═══ Data entries

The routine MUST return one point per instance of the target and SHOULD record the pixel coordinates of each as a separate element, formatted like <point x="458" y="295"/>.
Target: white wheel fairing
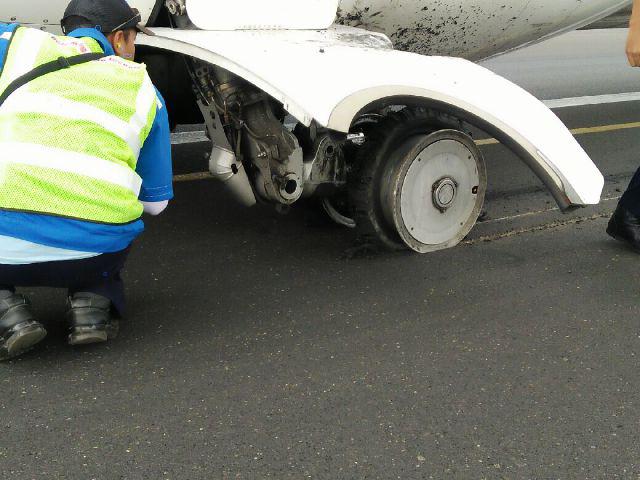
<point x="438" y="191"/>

══════
═══ Data entries

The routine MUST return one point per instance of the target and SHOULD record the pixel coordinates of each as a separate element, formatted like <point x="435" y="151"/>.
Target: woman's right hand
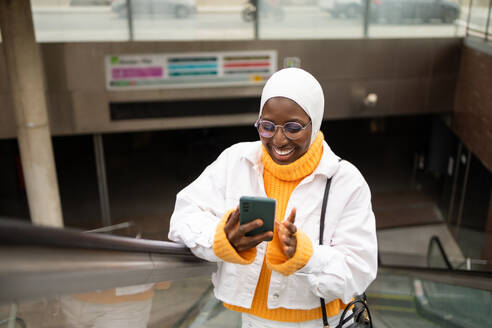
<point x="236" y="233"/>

══════

### Written problem
Please find every line in the listing above that contains the word "MUST" and copy each of those lines. Case matters.

### Solution to this task
The routine MUST return one point per instance of the target and SHOULD record the pixel coordinates of each as a separate element, formatted like <point x="458" y="295"/>.
The routine MUST return one point per instance of the target and SHOULD record the pixel coordinates of each as a separate element, formatted like <point x="435" y="151"/>.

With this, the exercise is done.